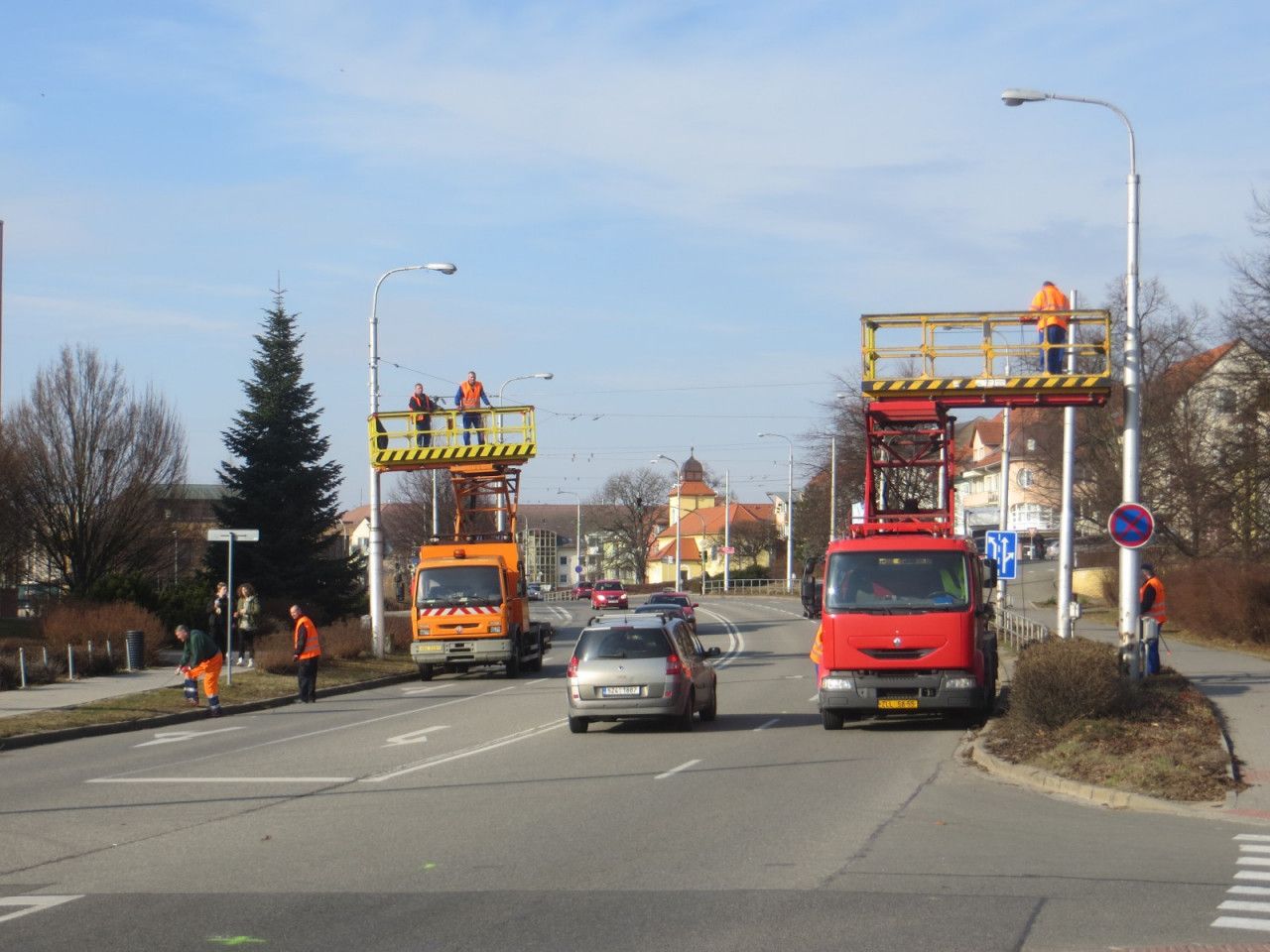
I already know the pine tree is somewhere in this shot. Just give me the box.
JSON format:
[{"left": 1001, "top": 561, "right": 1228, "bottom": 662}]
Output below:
[{"left": 208, "top": 290, "right": 362, "bottom": 621}]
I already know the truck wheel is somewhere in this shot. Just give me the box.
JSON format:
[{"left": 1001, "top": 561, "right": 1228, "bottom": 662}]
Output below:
[
  {"left": 675, "top": 690, "right": 698, "bottom": 731},
  {"left": 701, "top": 686, "right": 718, "bottom": 724}
]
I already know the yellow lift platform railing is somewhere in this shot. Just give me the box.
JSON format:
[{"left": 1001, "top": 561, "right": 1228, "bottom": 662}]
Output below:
[
  {"left": 366, "top": 407, "right": 539, "bottom": 472},
  {"left": 860, "top": 311, "right": 1111, "bottom": 407}
]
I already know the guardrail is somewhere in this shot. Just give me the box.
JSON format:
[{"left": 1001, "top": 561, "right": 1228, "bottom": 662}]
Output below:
[
  {"left": 997, "top": 608, "right": 1054, "bottom": 652},
  {"left": 701, "top": 579, "right": 789, "bottom": 595}
]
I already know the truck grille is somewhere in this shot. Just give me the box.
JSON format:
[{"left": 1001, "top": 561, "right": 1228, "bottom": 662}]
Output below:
[{"left": 861, "top": 648, "right": 935, "bottom": 661}]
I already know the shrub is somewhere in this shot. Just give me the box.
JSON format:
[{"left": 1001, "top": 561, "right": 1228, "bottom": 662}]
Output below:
[
  {"left": 1156, "top": 559, "right": 1270, "bottom": 645},
  {"left": 1010, "top": 639, "right": 1129, "bottom": 727},
  {"left": 40, "top": 600, "right": 164, "bottom": 674}
]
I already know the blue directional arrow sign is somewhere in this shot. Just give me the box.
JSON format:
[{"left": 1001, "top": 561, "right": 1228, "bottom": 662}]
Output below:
[
  {"left": 983, "top": 532, "right": 1019, "bottom": 581},
  {"left": 1107, "top": 503, "right": 1156, "bottom": 548}
]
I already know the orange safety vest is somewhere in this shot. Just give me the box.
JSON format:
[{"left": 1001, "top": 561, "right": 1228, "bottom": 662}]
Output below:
[
  {"left": 1138, "top": 575, "right": 1169, "bottom": 625},
  {"left": 1028, "top": 285, "right": 1072, "bottom": 330},
  {"left": 458, "top": 381, "right": 484, "bottom": 410},
  {"left": 295, "top": 615, "right": 321, "bottom": 661}
]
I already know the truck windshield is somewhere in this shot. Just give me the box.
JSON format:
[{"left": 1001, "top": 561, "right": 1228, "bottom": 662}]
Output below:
[
  {"left": 416, "top": 565, "right": 503, "bottom": 608},
  {"left": 825, "top": 552, "right": 969, "bottom": 615}
]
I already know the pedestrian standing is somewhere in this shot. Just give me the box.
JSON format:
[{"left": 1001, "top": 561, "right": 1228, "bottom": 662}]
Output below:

* **Written task**: List each line from the items above that contains the string "truck". Treat uppercase and lowercase as different.

* **Answer to this exercise**:
I already know the truck wheel is somewhere in this shot. Just give me the box.
I already know the truck grille is somewhere in this shot. Just give me the box.
I already know the truck windshield is somewhere in this shot. Just give me the box.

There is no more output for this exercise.